What this task involves: Find the line containing "OUTPUT = the". Reproduce it and every line after it up to the end of the records, exactly as written.

Dataset records:
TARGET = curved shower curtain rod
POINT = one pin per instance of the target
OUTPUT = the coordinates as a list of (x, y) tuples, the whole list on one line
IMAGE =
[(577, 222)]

Finished exercise:
OUTPUT = the coordinates as a list of (x, y) tuples, the whole list on one line
IMAGE =
[(577, 222)]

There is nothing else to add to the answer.